>> Start DATASET RECORDS
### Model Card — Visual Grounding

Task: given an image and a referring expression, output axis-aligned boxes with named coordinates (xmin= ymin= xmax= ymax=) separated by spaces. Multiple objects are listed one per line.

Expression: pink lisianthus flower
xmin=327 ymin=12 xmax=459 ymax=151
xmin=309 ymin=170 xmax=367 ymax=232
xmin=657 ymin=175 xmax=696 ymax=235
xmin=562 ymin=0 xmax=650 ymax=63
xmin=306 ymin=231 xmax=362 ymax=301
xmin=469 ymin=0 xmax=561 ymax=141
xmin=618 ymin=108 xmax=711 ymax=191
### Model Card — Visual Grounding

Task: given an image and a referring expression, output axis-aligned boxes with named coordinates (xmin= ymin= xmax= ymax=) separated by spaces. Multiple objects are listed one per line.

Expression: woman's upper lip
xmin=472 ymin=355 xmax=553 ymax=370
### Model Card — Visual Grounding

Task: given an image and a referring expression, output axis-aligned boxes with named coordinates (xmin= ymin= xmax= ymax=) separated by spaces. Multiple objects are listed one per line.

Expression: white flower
>> End DATASET RECORDS
Reproduce the listing above verbatim, line for line.

### RESPONSE TO THIS EXERCISE
### Model Card — Visual Grounding

Task: given an image and a referring expression, output axis-aligned boxes with named coordinates (xmin= ymin= xmax= ymax=) separated by spaces. Multiple objects are listed one per line.

Expression: pink lisianthus flower
xmin=327 ymin=12 xmax=459 ymax=151
xmin=309 ymin=170 xmax=367 ymax=232
xmin=657 ymin=175 xmax=696 ymax=235
xmin=562 ymin=0 xmax=650 ymax=63
xmin=306 ymin=231 xmax=362 ymax=301
xmin=469 ymin=0 xmax=561 ymax=141
xmin=618 ymin=108 xmax=711 ymax=191
### Model Card — Visual Grounding

Task: given an image and a referring expression, output axis-aligned boxes with named coordinates (xmin= ymin= xmax= ymax=) separated by spaces. Multiple objects are listed one per line.

Expression: woman's upper lip
xmin=472 ymin=355 xmax=553 ymax=370
### Model Card — Visual Grounding

Task: given an image and a referring expression, output axis-aligned boxes with named coordinates (xmin= ymin= xmax= ymax=) separated by spaces. Multiple objects are listed one per line.

Expression: white flower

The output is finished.